### Entries supplied:
===

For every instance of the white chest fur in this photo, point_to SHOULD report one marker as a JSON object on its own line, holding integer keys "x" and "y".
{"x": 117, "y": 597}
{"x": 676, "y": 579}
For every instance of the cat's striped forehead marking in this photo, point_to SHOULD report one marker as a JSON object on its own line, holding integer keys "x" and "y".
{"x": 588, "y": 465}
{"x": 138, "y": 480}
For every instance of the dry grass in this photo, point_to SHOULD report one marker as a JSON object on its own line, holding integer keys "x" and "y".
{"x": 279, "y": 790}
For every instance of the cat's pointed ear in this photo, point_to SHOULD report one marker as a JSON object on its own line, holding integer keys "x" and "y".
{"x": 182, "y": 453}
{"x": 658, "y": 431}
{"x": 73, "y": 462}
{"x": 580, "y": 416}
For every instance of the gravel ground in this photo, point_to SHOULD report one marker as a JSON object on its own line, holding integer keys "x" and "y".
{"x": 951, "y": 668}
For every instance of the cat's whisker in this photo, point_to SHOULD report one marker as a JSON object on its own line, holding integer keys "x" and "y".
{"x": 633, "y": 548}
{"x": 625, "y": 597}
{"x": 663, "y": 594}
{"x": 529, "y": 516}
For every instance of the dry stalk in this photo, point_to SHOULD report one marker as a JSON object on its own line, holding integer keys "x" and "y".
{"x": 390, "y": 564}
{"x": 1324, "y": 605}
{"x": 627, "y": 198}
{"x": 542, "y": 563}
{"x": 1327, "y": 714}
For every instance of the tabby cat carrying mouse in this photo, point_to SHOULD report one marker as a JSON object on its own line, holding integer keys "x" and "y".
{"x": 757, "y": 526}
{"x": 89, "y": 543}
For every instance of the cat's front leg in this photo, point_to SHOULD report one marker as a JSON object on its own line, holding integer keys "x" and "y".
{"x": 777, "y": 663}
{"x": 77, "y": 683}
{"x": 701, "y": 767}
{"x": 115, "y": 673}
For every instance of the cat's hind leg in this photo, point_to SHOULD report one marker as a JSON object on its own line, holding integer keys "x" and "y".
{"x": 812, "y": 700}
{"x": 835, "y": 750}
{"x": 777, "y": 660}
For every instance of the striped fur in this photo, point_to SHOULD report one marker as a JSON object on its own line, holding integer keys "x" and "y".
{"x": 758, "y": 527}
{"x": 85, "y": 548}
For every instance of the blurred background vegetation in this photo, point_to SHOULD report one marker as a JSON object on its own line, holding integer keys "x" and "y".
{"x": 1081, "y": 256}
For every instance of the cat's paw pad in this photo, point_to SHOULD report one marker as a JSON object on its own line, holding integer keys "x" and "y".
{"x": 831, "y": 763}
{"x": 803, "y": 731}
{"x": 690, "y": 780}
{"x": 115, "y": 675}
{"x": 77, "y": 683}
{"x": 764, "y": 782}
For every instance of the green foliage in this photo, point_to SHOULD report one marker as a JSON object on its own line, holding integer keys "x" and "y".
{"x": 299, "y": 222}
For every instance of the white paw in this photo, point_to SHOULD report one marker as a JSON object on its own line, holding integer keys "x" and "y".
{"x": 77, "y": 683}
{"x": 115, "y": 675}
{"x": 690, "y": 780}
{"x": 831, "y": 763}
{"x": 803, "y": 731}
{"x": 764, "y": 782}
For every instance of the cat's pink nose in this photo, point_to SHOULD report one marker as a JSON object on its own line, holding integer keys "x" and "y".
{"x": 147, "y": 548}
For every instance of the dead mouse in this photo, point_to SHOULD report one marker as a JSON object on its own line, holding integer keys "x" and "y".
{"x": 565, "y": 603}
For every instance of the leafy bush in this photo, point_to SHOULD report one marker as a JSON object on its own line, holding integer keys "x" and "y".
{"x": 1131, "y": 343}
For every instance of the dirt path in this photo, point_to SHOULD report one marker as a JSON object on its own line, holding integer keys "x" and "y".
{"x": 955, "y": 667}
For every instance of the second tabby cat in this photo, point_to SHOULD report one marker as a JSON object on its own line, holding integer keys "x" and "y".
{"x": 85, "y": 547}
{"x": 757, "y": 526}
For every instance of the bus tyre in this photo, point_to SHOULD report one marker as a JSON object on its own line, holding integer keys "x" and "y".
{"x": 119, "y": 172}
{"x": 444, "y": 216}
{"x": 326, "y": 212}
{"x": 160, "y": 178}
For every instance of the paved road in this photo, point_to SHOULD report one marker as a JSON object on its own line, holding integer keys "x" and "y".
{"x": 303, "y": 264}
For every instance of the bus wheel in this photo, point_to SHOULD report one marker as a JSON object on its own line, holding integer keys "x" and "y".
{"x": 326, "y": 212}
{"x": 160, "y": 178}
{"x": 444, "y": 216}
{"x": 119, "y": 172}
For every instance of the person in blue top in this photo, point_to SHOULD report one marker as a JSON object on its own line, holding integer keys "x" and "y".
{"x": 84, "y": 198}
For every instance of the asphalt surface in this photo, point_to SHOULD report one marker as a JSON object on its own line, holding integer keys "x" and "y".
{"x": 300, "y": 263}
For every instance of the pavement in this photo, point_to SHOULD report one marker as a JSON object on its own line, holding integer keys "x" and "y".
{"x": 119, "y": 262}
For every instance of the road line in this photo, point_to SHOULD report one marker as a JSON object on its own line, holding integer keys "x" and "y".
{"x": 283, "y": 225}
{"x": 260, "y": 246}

===

### Short exercise:
Rewrite the stretch from the line containing "For every instance of the asphalt" through the end of the data, swapping "pavement" for "sidewalk" and leaving everything else as it is.

### Right answer:
For every instance of the asphalt surface in this photo, point_to SHOULD report one marker as a JSON object on its own line, holding integer keys "x" and "y".
{"x": 300, "y": 263}
For every instance of the sidewalk in this photo, point_to SHOULD report one marker as a JSON object on its own line, holding integer keys "x" and "y".
{"x": 119, "y": 262}
For every instance of the road line in this photo, point_to SHOULD report one marker as a JSON object on its own line, holding integer keys "x" and "y".
{"x": 283, "y": 225}
{"x": 260, "y": 246}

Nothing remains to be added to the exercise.